# WORK TO BE COMPLETED:
Copy out each line of the data that holds the string "clipboard".

*** MATERIAL PROVIDED Section Begins ***

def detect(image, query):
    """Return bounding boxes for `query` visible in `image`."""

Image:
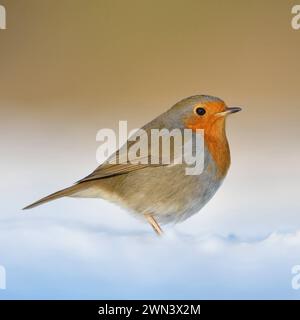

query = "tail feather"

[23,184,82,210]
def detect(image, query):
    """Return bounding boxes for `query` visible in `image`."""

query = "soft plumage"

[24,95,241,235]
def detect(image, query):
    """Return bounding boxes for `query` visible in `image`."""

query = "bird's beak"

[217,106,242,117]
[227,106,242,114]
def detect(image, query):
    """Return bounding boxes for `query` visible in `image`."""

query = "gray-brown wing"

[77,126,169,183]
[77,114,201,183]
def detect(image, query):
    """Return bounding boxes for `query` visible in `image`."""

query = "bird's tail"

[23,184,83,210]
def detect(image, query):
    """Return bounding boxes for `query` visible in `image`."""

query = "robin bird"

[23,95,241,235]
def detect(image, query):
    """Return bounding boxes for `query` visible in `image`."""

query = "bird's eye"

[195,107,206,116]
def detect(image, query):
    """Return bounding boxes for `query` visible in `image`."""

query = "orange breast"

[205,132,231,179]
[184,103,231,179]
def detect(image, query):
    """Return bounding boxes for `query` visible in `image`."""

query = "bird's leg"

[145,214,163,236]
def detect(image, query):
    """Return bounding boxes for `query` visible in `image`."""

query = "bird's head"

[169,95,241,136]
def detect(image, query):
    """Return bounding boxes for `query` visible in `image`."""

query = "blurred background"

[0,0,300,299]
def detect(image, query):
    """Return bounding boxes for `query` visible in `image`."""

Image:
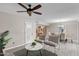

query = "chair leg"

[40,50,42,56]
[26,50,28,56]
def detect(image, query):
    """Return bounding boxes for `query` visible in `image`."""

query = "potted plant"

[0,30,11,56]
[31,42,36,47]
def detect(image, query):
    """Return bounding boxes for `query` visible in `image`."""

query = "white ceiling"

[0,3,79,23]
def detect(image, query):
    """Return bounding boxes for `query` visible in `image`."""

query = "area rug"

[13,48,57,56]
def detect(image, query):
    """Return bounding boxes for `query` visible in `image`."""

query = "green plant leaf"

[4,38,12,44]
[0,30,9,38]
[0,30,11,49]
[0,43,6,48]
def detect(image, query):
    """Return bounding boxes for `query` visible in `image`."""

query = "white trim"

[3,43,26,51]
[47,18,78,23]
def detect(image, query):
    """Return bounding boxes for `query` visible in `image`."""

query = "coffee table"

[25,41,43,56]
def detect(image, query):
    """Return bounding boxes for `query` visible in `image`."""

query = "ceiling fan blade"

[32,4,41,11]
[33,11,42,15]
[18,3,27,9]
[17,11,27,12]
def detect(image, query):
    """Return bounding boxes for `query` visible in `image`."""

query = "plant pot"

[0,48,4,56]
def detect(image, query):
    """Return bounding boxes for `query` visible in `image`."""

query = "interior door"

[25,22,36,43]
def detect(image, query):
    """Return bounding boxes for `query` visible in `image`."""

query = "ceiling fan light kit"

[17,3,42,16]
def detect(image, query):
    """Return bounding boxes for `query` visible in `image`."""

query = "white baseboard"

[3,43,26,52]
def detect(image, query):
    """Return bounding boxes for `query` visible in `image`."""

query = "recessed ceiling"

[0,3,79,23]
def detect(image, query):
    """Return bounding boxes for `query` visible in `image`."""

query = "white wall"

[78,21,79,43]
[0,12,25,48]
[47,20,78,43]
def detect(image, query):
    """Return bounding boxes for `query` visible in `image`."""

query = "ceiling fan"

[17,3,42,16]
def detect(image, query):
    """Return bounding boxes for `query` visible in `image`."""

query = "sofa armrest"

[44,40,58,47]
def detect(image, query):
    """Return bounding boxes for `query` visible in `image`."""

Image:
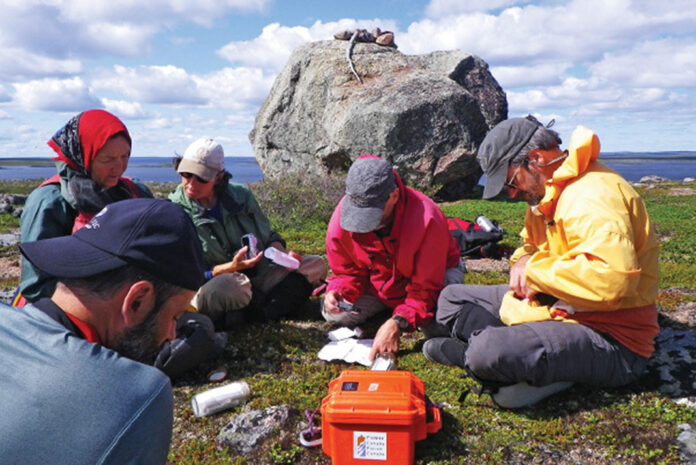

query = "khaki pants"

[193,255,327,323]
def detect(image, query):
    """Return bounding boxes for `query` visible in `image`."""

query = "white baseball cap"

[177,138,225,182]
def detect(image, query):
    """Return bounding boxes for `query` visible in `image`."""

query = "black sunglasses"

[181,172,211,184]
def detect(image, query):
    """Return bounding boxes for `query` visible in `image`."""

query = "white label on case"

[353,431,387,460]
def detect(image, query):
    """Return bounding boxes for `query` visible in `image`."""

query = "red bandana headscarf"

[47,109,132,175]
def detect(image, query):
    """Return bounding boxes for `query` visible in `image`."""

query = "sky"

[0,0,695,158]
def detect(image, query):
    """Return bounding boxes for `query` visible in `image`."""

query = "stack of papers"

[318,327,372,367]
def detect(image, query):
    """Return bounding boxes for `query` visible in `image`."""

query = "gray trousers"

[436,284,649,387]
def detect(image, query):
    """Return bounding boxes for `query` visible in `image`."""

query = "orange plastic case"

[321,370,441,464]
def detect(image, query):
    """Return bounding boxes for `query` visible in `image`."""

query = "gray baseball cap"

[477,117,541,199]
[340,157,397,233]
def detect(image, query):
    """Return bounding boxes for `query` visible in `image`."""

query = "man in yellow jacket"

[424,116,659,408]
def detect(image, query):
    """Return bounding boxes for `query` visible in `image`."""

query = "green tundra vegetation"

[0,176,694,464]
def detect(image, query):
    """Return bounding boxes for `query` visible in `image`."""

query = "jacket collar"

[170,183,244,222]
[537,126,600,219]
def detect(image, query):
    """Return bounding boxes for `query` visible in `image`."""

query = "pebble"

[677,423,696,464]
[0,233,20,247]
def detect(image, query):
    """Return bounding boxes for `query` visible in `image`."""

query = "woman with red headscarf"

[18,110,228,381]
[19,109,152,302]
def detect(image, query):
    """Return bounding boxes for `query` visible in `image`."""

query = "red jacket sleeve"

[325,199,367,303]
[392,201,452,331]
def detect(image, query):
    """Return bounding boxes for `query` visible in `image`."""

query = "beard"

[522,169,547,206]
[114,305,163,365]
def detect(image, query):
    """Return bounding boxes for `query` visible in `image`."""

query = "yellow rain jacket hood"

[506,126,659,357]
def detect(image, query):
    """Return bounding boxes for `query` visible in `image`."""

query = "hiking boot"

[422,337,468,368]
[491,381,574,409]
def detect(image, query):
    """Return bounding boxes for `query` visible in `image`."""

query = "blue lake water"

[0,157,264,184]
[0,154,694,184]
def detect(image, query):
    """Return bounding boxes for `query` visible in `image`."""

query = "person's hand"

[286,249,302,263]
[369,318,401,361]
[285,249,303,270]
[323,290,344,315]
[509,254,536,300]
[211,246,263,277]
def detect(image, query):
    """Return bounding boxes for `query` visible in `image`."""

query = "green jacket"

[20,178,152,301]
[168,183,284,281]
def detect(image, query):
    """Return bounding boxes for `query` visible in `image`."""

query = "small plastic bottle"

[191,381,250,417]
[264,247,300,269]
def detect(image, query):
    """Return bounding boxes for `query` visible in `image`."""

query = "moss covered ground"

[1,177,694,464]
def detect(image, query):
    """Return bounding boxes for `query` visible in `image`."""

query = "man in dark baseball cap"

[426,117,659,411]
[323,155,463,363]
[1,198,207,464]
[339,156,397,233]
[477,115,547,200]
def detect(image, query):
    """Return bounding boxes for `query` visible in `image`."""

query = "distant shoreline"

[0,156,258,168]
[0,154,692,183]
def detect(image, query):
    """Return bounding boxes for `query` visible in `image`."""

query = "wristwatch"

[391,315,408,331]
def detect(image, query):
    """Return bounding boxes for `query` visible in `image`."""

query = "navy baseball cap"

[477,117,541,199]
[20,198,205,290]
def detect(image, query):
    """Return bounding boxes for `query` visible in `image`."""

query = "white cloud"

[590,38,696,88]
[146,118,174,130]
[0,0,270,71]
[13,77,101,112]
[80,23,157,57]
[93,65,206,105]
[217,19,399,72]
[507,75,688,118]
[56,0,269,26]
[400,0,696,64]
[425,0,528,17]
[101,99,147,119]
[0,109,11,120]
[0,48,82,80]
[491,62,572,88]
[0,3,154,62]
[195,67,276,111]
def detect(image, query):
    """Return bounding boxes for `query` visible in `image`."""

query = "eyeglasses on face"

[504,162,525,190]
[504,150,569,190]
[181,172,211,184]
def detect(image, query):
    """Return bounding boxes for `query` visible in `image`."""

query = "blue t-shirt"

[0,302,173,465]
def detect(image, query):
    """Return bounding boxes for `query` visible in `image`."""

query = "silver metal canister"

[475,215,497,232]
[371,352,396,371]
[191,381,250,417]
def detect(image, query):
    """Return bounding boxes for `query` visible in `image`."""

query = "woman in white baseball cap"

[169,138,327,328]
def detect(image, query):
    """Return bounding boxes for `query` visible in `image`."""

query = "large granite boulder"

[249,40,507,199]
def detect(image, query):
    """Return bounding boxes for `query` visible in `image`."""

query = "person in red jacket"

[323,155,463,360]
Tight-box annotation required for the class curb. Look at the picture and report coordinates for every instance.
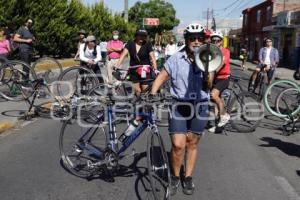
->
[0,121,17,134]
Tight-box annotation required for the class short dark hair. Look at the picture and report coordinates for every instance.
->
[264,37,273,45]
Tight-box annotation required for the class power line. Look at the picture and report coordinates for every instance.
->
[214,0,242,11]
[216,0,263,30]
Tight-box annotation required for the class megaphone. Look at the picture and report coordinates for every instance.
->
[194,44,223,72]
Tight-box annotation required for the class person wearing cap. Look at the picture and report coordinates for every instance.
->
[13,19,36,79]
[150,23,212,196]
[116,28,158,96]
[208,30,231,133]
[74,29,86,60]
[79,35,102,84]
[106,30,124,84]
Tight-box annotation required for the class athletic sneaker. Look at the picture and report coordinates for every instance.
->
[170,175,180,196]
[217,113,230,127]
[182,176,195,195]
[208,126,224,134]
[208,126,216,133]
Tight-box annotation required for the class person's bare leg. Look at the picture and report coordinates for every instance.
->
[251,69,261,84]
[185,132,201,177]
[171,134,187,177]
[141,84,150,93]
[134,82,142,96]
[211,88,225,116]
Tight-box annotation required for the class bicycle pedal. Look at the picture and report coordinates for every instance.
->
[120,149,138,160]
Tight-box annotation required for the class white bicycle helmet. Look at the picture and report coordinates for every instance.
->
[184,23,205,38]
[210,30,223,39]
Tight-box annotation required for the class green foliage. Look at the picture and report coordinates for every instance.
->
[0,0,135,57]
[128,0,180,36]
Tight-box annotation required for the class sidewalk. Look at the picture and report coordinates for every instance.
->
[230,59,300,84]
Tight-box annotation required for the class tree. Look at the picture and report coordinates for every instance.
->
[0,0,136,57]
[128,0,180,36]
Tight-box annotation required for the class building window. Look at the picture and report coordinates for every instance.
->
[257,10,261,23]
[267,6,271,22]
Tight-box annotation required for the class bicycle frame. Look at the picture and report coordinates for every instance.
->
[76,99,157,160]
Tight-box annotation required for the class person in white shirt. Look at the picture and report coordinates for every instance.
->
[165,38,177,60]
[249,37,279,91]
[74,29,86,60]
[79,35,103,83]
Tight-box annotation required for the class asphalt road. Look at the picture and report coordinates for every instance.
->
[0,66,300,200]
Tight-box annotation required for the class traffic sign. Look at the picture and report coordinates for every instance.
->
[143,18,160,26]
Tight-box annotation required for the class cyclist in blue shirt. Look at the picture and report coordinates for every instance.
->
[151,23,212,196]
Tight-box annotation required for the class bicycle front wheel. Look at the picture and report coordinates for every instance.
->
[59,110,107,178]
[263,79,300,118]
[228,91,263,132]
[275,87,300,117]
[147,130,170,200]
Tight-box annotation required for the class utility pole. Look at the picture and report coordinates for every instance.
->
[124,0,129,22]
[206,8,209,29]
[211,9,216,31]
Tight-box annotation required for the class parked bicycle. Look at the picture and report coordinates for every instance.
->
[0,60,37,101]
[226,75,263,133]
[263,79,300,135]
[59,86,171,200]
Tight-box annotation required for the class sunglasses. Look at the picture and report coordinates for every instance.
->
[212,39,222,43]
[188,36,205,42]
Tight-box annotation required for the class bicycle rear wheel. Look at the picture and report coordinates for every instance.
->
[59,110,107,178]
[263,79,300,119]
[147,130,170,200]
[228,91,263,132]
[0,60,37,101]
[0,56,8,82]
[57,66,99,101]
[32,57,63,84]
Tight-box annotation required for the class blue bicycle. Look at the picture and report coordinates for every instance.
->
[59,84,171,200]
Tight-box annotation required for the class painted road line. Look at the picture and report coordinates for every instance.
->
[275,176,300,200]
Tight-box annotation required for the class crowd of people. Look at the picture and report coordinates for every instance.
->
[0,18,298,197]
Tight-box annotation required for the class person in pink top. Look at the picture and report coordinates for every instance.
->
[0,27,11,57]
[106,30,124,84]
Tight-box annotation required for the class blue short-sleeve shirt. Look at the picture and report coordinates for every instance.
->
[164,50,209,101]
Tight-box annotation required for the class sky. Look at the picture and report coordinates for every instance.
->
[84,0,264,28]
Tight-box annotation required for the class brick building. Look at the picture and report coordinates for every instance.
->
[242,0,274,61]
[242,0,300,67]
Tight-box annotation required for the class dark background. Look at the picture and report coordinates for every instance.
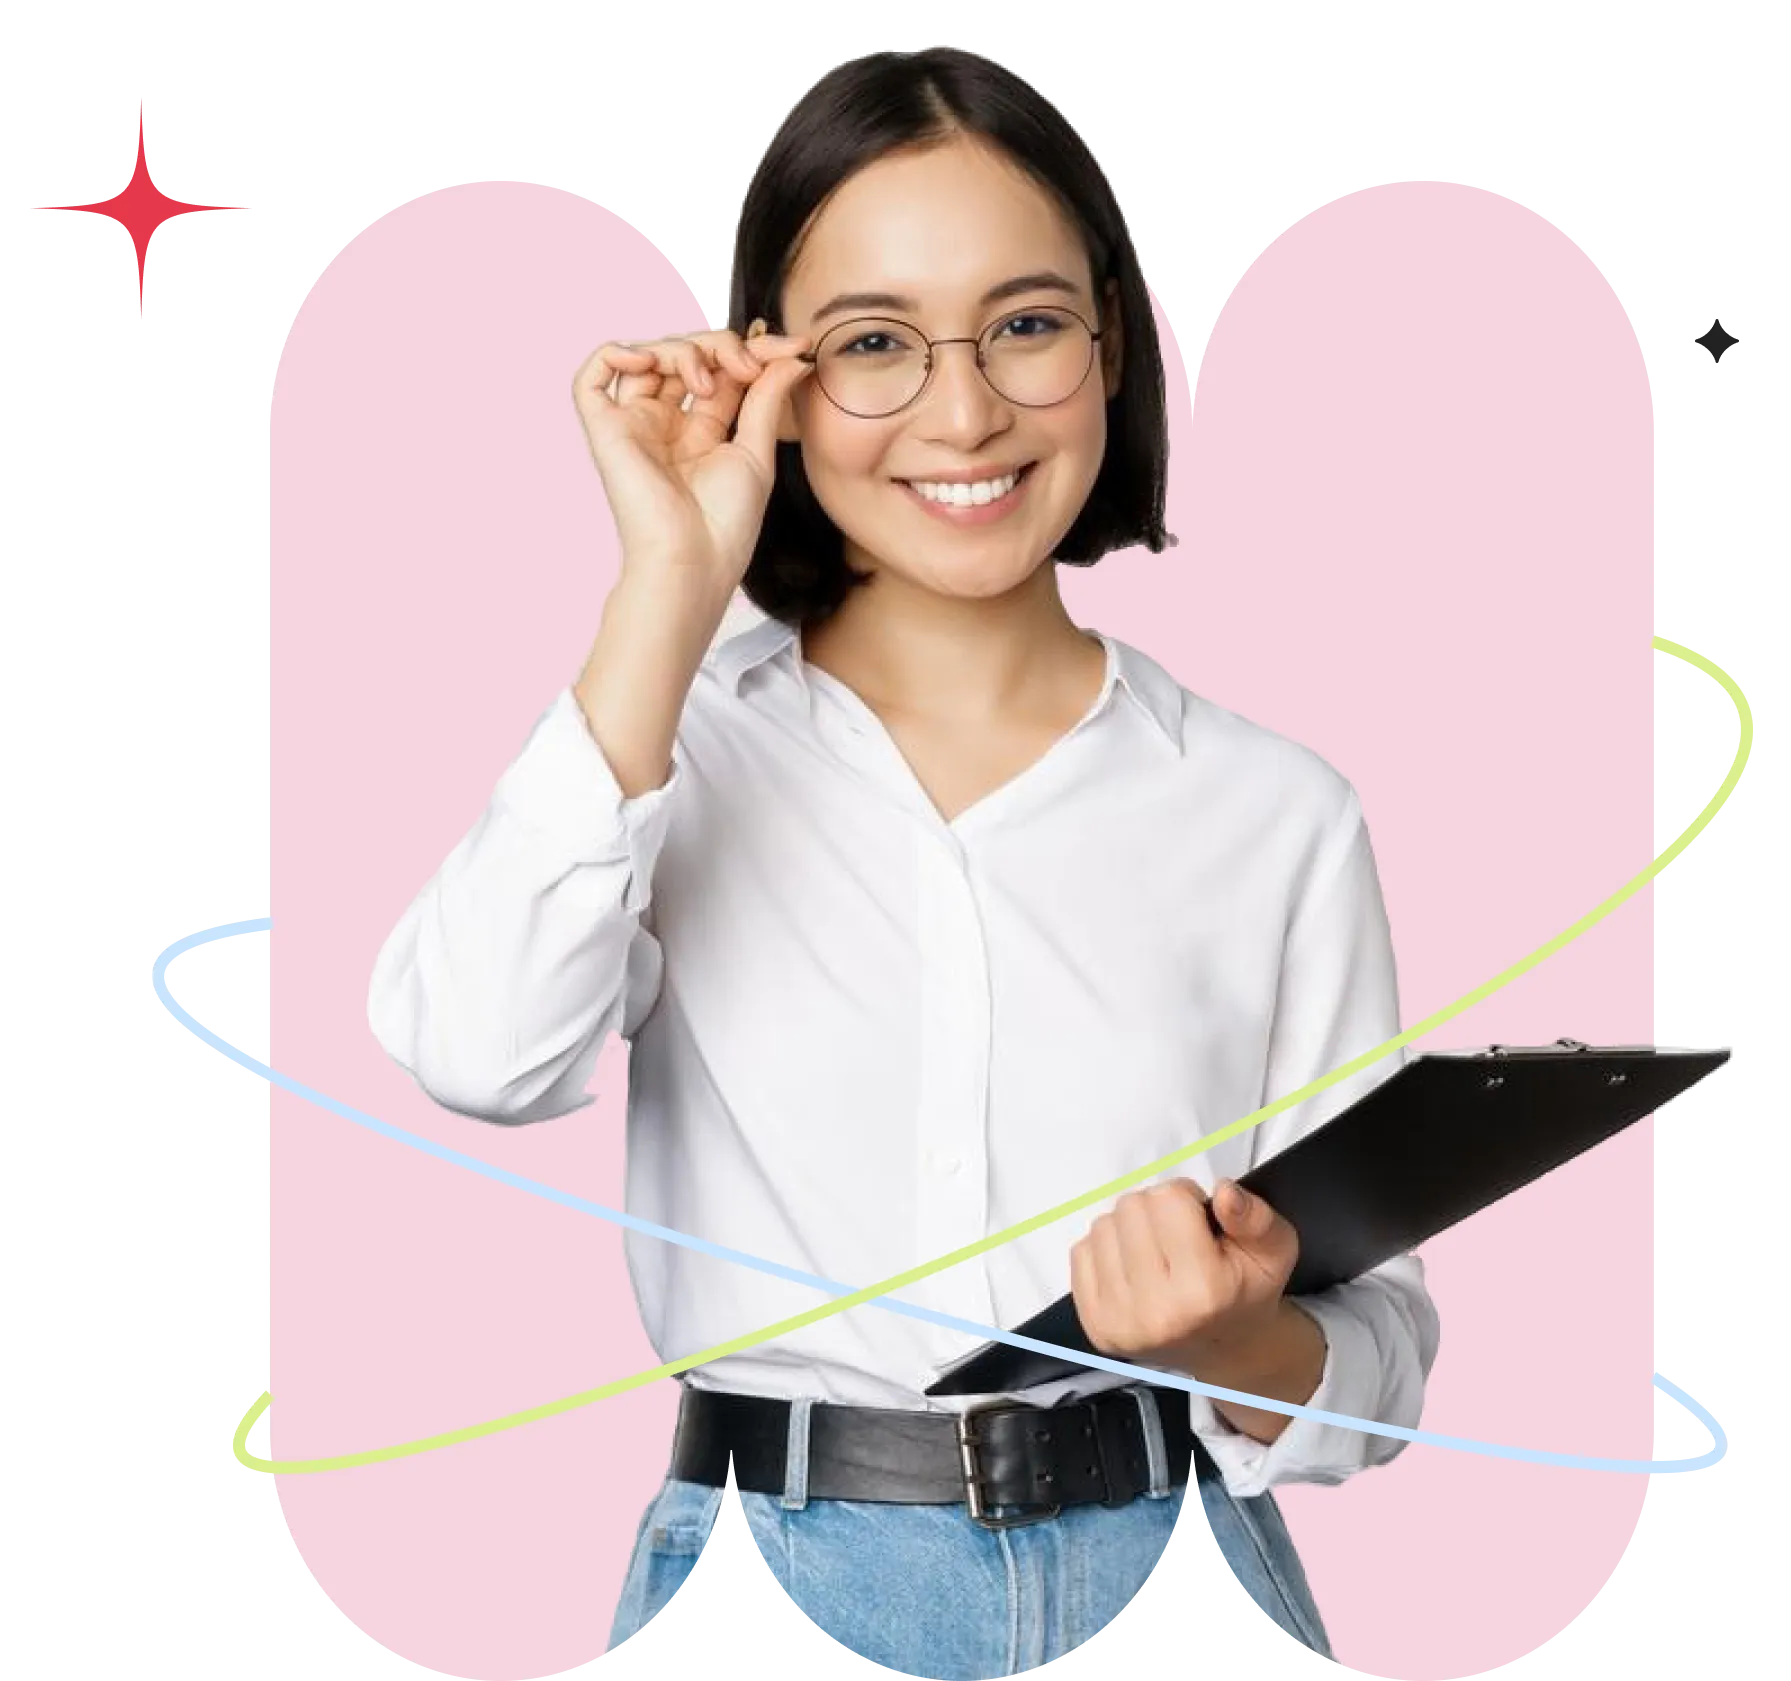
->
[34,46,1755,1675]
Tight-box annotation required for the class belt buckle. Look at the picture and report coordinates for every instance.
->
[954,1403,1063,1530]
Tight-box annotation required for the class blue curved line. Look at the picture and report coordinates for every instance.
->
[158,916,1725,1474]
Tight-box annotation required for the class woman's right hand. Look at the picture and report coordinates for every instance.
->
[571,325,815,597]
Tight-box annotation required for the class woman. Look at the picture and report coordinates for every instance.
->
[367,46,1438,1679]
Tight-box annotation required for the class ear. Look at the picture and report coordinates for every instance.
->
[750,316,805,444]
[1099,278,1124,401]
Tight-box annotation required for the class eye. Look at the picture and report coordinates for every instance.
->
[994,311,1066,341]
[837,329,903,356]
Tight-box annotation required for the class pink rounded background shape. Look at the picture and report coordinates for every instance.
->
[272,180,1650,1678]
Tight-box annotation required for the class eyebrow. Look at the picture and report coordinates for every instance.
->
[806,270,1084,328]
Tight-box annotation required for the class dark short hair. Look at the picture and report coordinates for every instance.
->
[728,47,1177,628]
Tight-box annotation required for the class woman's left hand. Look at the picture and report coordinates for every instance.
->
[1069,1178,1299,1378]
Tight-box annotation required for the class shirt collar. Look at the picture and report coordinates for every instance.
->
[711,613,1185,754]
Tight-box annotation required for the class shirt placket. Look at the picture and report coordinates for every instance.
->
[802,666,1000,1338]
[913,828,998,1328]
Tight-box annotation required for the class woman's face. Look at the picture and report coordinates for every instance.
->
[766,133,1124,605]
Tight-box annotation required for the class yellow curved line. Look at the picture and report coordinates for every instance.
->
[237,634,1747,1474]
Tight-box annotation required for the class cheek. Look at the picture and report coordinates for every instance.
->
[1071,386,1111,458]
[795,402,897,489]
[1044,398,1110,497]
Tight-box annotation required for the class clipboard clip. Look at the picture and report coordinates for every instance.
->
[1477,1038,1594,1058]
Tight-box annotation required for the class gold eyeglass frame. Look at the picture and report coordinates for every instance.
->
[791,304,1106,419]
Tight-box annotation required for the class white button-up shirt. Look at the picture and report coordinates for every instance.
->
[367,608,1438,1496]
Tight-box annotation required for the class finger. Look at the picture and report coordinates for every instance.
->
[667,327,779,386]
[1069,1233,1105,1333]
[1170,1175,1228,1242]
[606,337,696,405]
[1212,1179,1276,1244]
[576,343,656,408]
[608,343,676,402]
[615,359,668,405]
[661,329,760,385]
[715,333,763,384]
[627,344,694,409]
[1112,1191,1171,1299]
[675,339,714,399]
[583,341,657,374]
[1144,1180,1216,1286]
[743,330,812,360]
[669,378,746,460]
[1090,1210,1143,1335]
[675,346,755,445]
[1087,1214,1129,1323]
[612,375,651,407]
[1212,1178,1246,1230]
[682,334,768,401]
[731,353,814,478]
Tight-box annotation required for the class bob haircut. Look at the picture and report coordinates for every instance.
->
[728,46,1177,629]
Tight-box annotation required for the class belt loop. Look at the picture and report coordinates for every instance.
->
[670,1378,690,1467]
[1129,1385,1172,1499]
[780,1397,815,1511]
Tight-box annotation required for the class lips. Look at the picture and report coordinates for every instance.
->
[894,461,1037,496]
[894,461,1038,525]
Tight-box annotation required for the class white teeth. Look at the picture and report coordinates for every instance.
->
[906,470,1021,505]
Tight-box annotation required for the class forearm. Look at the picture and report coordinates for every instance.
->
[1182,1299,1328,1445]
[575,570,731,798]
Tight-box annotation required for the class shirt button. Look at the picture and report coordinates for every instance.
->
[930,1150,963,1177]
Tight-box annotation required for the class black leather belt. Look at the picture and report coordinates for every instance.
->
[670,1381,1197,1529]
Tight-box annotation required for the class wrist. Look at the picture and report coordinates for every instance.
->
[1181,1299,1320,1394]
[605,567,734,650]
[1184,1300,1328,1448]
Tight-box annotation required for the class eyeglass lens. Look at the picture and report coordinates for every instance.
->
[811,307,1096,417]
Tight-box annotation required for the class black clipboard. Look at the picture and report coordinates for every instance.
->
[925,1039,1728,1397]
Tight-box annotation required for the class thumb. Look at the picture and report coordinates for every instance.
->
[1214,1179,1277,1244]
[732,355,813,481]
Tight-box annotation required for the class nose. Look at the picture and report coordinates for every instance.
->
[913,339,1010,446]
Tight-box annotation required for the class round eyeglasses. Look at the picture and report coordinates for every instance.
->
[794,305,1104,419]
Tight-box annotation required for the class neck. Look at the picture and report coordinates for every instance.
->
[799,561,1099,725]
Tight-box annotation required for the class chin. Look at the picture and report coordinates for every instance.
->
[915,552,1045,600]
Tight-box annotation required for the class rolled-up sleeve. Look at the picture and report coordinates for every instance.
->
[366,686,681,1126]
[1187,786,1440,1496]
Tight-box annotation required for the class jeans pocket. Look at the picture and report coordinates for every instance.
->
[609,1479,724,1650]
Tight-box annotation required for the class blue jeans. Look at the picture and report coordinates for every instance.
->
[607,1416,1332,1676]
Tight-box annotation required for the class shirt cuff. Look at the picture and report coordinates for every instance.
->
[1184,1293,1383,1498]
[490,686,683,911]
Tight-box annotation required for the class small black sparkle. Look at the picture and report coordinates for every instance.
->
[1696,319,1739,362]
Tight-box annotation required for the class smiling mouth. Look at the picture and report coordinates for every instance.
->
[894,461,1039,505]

*** MATERIAL PROVIDED Section Ends ***

# ANSWER BELOW:
Tight-box annotation required for the class clipboard clip. Look at the picture and report coordinates for every instance.
Tight-box annotation required for the class black clipboard. Look at the picture and report coordinates for every instance.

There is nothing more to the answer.